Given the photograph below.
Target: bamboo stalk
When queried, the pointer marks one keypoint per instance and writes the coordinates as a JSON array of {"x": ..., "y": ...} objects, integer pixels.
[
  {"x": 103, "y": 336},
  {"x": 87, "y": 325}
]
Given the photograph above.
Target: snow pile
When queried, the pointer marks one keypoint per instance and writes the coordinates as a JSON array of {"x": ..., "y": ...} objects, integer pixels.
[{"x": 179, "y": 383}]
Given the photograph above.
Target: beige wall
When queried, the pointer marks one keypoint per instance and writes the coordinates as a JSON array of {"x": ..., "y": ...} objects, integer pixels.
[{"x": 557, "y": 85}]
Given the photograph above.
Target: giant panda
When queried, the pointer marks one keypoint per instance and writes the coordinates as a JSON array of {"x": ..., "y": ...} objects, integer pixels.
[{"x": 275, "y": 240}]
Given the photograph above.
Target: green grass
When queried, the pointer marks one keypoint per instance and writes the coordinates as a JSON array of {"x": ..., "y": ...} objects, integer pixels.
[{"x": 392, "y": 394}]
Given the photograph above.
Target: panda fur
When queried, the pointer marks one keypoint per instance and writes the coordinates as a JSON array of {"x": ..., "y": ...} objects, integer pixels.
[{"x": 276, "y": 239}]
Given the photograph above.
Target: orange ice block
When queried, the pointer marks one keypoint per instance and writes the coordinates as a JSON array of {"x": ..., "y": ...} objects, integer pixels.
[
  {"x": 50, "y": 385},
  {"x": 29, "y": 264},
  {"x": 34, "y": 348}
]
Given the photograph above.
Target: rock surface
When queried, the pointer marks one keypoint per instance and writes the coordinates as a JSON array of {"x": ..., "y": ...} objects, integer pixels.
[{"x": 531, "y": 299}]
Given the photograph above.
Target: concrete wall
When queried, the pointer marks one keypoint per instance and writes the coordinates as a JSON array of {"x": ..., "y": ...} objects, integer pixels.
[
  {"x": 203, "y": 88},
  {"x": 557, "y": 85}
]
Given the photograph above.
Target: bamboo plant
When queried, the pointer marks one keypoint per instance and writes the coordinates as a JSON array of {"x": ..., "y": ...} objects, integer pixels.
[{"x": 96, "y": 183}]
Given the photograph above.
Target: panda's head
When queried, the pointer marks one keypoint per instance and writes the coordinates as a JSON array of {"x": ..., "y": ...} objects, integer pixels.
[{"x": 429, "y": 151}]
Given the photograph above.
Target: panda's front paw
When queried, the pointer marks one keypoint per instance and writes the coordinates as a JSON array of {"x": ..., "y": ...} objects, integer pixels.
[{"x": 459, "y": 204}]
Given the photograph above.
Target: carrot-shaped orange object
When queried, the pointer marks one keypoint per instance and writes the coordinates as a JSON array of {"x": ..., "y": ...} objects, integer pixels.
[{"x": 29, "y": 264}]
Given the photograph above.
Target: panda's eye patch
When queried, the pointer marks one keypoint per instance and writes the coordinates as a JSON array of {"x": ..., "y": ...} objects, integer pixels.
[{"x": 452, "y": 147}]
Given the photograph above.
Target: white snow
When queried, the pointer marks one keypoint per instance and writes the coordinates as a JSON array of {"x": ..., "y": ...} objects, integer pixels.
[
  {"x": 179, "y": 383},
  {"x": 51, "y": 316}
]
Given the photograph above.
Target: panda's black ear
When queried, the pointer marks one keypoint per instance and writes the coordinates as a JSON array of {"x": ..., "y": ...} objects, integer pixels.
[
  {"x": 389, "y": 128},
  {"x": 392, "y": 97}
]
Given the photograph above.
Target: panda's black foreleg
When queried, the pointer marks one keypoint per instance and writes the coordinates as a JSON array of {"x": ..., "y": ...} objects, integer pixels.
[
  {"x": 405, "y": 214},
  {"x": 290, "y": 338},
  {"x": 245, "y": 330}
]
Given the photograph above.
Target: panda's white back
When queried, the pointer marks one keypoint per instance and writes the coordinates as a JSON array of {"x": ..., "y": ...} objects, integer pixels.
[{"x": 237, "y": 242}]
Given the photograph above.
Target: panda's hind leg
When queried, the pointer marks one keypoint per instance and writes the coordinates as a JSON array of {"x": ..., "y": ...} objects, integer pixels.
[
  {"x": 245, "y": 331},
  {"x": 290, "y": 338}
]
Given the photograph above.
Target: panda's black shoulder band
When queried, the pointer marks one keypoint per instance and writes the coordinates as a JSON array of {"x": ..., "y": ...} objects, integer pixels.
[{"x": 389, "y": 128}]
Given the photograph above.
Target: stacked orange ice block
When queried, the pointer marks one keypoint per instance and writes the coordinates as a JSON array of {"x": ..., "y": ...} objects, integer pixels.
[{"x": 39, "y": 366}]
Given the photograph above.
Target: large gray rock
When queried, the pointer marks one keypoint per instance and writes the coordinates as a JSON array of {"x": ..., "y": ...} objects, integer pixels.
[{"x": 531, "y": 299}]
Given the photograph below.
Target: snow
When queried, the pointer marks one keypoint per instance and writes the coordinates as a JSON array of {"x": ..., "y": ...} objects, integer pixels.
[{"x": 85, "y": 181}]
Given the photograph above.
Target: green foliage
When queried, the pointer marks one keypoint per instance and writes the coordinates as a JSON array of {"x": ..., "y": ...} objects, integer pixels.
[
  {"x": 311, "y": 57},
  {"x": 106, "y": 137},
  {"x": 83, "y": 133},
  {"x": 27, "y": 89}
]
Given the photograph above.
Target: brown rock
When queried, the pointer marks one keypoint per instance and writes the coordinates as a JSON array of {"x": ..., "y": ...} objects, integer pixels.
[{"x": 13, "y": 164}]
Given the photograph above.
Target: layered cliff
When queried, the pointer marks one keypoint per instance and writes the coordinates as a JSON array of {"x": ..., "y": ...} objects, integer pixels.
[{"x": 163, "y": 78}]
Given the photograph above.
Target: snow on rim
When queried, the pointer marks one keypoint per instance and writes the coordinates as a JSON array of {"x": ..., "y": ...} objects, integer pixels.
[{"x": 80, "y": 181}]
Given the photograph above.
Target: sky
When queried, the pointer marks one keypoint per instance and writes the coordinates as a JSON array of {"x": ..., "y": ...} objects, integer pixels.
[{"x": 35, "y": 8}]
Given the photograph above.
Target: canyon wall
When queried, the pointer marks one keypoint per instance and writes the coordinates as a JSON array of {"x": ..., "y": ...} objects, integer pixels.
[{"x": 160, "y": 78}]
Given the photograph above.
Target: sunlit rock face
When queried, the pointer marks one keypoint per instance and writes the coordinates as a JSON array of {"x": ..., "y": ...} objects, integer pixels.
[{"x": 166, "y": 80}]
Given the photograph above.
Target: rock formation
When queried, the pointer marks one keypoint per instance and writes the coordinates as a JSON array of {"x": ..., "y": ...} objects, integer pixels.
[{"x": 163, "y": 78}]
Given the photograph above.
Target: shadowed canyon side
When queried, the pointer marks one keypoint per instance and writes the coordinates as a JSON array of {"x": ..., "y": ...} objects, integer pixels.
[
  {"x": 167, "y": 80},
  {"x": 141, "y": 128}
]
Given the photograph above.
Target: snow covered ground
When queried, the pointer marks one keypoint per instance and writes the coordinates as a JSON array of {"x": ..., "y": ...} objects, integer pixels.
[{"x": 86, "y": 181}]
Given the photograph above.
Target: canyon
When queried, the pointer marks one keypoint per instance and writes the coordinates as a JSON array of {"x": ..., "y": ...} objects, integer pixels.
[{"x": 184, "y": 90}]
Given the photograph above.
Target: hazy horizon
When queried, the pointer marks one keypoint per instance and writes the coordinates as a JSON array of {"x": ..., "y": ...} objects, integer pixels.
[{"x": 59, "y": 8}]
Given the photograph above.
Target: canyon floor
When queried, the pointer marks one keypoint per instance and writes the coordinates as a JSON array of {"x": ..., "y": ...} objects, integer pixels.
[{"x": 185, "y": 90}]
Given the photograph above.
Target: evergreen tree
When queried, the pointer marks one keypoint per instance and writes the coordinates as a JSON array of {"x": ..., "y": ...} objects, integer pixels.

⁂

◆ **WHAT TO PRODUCE**:
Only a number is wanted here: how many lines in the entries contain the word "panda"?

◆ **TASK ANSWER**:
10